* PROBLEMS TO WORK ON *
1/ From the readahead message, extract the passage running from "Very unlikely, having" to "readahead: 0)".
2/ In the readahead message, which kernel thread is cited as an example of doing IO work on behalf of other processes?

* DOCUMENT SECTION *
__________

Re: [resent PATCH] Re: very slow parallel read performance

From: Daniel Phillips (phillips@bonn-fries.net)
Date: Sun Aug 26 2001 - 15:42:21 EST


Hi, Victor

On August 26, 2001 08:59 pm, Victor Yodaiken wrote:
> On Sun, Aug 26, 2001 at 06:54:55PM +0200, Daniel Phillips wrote:
> > But it's a very interesting idea: instead of performing readahead in
> > generic_file_read the user thread would calculate the readahead window
> > information and pass it off to a kernel thread dedicated to readahead.
> > This thread can make an informed, global decision on how much IO to
> > submit. The user thread benefits by avoiding some stalls due to
> > readahead->readpage, as well as avoiding thrashing due to excessive
> > readahead.
>
> And scheduling gets even more complex as we try to account for work done
> in this thread on behalf of other processes.

We already have kernel threads doing IO work on behalf of other processes,
bdflush is an example. Granted, it's output, not input, but is there a
difference as far as accounting goes?

> And, of course, we have all sorts of wacky merge problems
> Process Kthread
> ----------------------------
> read block 1
> schedules to read block 2 readahead
> read block 2
> not in cache so
> send to ll_rw
> get it.
> exit
> getting through the backlog, don't see block 2 anywhere
> so do the readahead not knowing that it's already been
> read, used, and discarded

Very unlikely, having been used the block (page) is simply left on the
inactive queue, not freed. In any event, the object of the exercise is for
readahead to run ahead of demand - your example shows what happens when we
get a traffic jam.

> Sound like it could keep you busy for a while.

The existing code handles this situation just fine.

> BTW: maybe I'm oversimplifying, but since read-ahead is an optimization
> trading memory space for time, why doesn't it just turn off when there's
> a shortage of free memory?
> num_pages = (num_requestd_pages + (there_is_a_boatload_of_free_space?
readahead: 0)

When the system is running under load there's *always* a shortage of free
memory. Yes, for sure we need automatic throttling on readahead. First we
need a good way of estimating the amount of memory we can reasonably devote
to readahead. It's not completely obvious how to do that. (Look at all the
difficulty coming up with an accurate way of determining memory_full, a
similar problem.)

__________

Dataset rows:
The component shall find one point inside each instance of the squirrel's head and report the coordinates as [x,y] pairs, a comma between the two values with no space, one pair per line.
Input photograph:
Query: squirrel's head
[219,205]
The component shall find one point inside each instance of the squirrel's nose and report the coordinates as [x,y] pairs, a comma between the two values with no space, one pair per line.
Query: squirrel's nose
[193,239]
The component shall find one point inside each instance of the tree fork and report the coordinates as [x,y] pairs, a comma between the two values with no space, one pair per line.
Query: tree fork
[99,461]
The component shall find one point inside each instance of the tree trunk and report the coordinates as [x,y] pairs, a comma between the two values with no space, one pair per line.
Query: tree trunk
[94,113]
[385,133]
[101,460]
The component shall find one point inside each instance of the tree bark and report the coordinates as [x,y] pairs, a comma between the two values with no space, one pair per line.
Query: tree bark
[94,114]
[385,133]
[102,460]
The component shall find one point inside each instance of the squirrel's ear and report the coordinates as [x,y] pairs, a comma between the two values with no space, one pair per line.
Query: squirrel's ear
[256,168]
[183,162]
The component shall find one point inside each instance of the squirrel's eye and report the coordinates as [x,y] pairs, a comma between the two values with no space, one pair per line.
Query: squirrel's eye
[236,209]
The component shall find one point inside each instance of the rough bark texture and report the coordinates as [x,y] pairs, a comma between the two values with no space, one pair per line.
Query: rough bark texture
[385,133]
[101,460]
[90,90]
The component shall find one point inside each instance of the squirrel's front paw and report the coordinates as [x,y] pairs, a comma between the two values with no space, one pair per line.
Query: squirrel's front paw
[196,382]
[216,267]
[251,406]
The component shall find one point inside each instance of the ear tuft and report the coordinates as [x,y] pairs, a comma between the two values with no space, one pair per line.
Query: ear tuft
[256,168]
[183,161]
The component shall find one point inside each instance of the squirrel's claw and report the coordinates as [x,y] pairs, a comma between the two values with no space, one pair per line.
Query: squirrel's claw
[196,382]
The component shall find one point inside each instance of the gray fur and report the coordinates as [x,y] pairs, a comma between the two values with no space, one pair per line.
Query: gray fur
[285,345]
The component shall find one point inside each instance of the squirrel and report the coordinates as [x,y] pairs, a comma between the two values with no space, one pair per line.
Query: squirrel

__________

* ANSWERS FOR THIS EXERCISE *
1/
Very unlikely, having been used the block (page) is simply left on the
inactive queue, not freed. In any event, the object of the exercise is for
readahead to run ahead of demand - your example shows what happens when we
get a traffic jam.

> Sound like it could keep you busy for a while.

The existing code handles this situation just fine.

> BTW: maybe I'm oversimplifying, but since read-ahead is an optimization
> trading memory space for time, why doesn't it just turn off when there's
> a shortage of free memory?
> num_pages = (num_requestd_pages + (there_is_a_boatload_of_free_space?
readahead: 0)

2/ bdflush